### Activity
Extend the text about the axolotl by writing a paragraph or two that picks up after its final sentence.

### Text for analysis
···

The Axolotl is a fascinating creature for a number of reasons, including its grotesque appearance, its ability to regenerate, and primarily the fact that it exhibits the phenomenon known as neoteny. Ordinarily, amphibians undergo metamorphosis from egg to larva (the tadpole of a frog is a larva), and finally to adult form. The Axolotl, along with a number of other amphibians, remains in its larval form throughout its life. This means that it retains its gills and fins, and it doesn’t develop the protruding eyes, eyelids and characteristics of other adult salamanders. It grows much larger than a normal larval salamander, and it reaches sexual maturity in this larval stage. Another term to describe this state is “perennibranchiate”. The animal is completely aquatic, and although it does possess rudimentary lungs, it breathes primarily through its gills and to a lesser extent, its skin.

···

[Referring expression data]
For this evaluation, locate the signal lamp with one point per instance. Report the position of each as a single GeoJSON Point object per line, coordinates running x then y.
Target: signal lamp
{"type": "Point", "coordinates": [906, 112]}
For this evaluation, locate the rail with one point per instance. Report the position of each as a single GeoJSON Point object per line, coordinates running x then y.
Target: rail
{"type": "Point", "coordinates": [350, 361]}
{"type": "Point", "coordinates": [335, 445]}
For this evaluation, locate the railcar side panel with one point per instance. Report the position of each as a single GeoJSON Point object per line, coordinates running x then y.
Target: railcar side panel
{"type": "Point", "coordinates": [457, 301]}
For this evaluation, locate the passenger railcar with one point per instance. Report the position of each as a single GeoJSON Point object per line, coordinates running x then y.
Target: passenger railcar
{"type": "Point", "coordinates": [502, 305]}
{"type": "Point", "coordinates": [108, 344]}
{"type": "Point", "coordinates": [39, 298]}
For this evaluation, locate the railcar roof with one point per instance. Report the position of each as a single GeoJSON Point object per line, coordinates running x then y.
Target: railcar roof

···

### Result for this exercise
It is generally accepted that neoteny is a “backward” step in evolution, because the Axolotl is descended from what were once terrestrial salamanders, like the closely related species, the Tiger Salamander, Ambystoma tigrinum and Ambystoma mavortium spp. (in fact, one likely theory suggests that the Axolotl is in fact a Tiger salamander off-shoot, as it can interbreed with that species with some success). Through some quirk of nature, a neotenous form developed and, probably due to environmental conditions, prospered. Neoteny is sometimes found in other amphibians, but tends to be caused by low levels of iodine (an essential element for animals to make thyroxine hormones, necessary for growth and development), or possibly by random genetic mutation. Research has also shown that very low temperatures can suppress the production of these hormones, thus also inducing neoteny.
In the Axolotl, neoteny is now totally genetic (click for more information on the Axolotl’s genetics). When treated with hormones, the axolotl will usually begin to metamorphose, but in very rare cases it will metamorphose spontaneously, such as the metamorphosed wild type axolotl pictured here. The metamorphosed wild type axolotl bears a close resemblance to the Mexican race of the Tiger Salamander, Ambystoma velasci.